** START OF LISTING **

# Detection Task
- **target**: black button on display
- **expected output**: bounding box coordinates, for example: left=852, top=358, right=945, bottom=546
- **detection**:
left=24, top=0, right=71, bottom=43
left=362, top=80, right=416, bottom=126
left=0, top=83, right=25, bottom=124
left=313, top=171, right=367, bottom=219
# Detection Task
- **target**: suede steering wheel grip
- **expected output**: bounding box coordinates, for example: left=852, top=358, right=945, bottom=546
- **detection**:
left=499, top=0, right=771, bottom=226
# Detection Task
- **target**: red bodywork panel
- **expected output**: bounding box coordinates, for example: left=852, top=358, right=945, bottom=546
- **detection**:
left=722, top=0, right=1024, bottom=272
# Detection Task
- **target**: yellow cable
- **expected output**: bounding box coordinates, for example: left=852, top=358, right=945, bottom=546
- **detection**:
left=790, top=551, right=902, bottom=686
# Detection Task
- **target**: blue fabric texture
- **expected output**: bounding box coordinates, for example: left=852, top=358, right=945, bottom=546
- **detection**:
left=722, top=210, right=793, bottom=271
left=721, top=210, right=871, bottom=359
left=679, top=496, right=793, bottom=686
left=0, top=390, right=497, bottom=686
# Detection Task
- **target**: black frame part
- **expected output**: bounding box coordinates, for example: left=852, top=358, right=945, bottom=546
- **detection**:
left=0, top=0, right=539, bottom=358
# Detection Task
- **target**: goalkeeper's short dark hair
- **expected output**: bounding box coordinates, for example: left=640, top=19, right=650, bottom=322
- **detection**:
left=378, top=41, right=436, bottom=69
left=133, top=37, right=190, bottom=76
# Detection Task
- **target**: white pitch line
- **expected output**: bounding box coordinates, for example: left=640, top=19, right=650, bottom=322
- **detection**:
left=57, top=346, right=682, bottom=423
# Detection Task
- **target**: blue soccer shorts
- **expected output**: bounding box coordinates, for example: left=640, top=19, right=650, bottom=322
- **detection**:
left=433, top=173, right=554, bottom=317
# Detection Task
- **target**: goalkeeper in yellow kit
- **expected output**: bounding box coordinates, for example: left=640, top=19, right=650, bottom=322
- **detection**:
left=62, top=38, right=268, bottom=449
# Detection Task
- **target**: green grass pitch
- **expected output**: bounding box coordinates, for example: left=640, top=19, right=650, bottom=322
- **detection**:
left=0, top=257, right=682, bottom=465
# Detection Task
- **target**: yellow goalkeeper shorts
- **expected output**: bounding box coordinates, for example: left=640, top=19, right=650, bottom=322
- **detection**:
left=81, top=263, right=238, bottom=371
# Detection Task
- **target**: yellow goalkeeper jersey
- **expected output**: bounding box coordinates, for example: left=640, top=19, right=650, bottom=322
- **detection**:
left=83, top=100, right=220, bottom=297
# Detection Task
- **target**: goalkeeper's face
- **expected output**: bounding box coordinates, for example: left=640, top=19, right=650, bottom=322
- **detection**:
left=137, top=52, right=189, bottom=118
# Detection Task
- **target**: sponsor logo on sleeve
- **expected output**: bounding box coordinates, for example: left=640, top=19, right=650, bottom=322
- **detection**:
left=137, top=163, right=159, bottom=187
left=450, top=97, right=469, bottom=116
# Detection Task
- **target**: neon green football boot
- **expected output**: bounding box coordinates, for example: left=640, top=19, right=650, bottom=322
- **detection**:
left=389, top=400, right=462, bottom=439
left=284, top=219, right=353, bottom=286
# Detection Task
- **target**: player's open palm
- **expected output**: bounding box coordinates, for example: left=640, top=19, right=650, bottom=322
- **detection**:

** END OF LISTING **

▶ _GIVEN PROBLEM_
Format every line above as a Markdown table with the columns "No." and "Line". Number the rows in order, and skip any blank lines.

▶ _ANSWER TO THIS TASK_
| No. | Line |
|---|---|
| 1 | # Detection Task |
| 2 | - **target**: black button on display |
| 3 | - **expected output**: bounding box coordinates, for example: left=852, top=358, right=945, bottom=546 |
| 4 | - **detection**: |
| 5 | left=24, top=0, right=71, bottom=43 |
| 6 | left=362, top=80, right=416, bottom=126 |
| 7 | left=0, top=83, right=25, bottom=124 |
| 8 | left=313, top=171, right=367, bottom=219 |
| 9 | # Detection Task |
| 10 | - **target**: suede steering wheel grip |
| 11 | - **expected output**: bounding box coordinates, for example: left=852, top=358, right=945, bottom=546 |
| 12 | - **detection**: |
| 13 | left=499, top=0, right=771, bottom=226 |
| 14 | # Detection Task |
| 15 | - **target**: red bodywork panel |
| 16 | - **expected output**: bounding box coordinates, for example: left=852, top=358, right=945, bottom=546 |
| 17 | - **detection**: |
| 18 | left=722, top=0, right=1024, bottom=272 |
| 19 | # Detection Task |
| 20 | - **target**: yellow cable |
| 21 | - **expected output**: bounding box coordinates, for example: left=852, top=358, right=945, bottom=546 |
| 22 | - **detection**: |
| 23 | left=790, top=551, right=902, bottom=686 |
| 24 | # Detection Task |
| 25 | - **target**: blue fabric texture |
| 26 | - **expected output**: bounding box coordinates, for example: left=852, top=358, right=945, bottom=546 |
| 27 | - **detection**: |
| 28 | left=722, top=210, right=793, bottom=271 |
| 29 | left=721, top=210, right=871, bottom=359 |
| 30 | left=679, top=496, right=793, bottom=686 |
| 31 | left=0, top=390, right=497, bottom=686 |
| 32 | # Detection Task |
| 33 | - **target**: black frame part |
| 34 | - **expected output**: bounding box coordinates, for example: left=852, top=358, right=945, bottom=546 |
| 35 | - **detection**: |
| 36 | left=0, top=0, right=539, bottom=358 |
| 37 | # Detection Task |
| 38 | - **target**: goalkeeper's short dark hair |
| 39 | - **expected output**: bounding box coordinates, for example: left=640, top=19, right=650, bottom=322 |
| 40 | - **detection**: |
| 41 | left=378, top=41, right=436, bottom=69 |
| 42 | left=133, top=37, right=190, bottom=76 |
| 43 | # Detection Task |
| 44 | - **target**: white pitch line |
| 45 | - **expected output**: bounding box coordinates, for example: left=640, top=19, right=650, bottom=322 |
| 46 | - **detection**: |
| 47 | left=57, top=346, right=682, bottom=423 |
| 48 | # Detection Task |
| 49 | - **target**: blue soccer shorts |
| 50 | - **expected output**: bounding box coordinates, for example: left=640, top=19, right=650, bottom=322 |
| 51 | - **detection**: |
| 52 | left=433, top=173, right=554, bottom=317 |
| 53 | # Detection Task |
| 54 | - **target**: goalkeeper in yellow kit |
| 55 | - **expected output**: bounding box coordinates, for example: left=640, top=19, right=650, bottom=322 |
| 56 | - **detection**: |
| 57 | left=62, top=38, right=268, bottom=449 |
| 58 | # Detection Task |
| 59 | - **target**: green grass pitch |
| 60 | - **expected output**: bounding box coordinates, for example: left=640, top=19, right=650, bottom=322 |
| 61 | - **detection**: |
| 62 | left=0, top=257, right=682, bottom=465 |
| 63 | # Detection Task |
| 64 | - **target**: yellow goalkeeper shorts |
| 65 | - **expected output**: bounding box coordinates, for example: left=640, top=19, right=650, bottom=322 |
| 66 | - **detection**: |
| 67 | left=81, top=263, right=238, bottom=371 |
| 68 | # Detection Task |
| 69 | - **target**: yellow goalkeeper jersey |
| 70 | - **expected output**: bounding box coordinates, for example: left=640, top=19, right=650, bottom=322 |
| 71 | - **detection**: |
| 72 | left=83, top=100, right=220, bottom=297 |
| 73 | # Detection Task |
| 74 | - **target**: goalkeeper's face |
| 75 | - **expected output**: bounding box coordinates, for example: left=640, top=19, right=650, bottom=322 |
| 76 | - **detection**: |
| 77 | left=137, top=52, right=189, bottom=118 |
| 78 | # Detection Task |
| 79 | - **target**: sponsor logo on sleeve |
| 80 | - **expected output**: bounding box coordinates, for example: left=640, top=19, right=650, bottom=322 |
| 81 | - **detection**: |
| 82 | left=137, top=163, right=159, bottom=187 |
| 83 | left=450, top=97, right=469, bottom=116 |
| 84 | # Detection Task |
| 85 | - **target**: neon green football boot |
| 86 | - **expected output**: bounding box coordinates, for example: left=640, top=19, right=650, bottom=322 |
| 87 | - **detection**: |
| 88 | left=389, top=400, right=462, bottom=439 |
| 89 | left=284, top=219, right=353, bottom=286 |
| 90 | # Detection Task |
| 91 | - **target**: player's open palm |
| 92 | - **expected output**: bounding box coordinates, for example: left=640, top=19, right=650, bottom=322 |
| 93 | - **detection**: |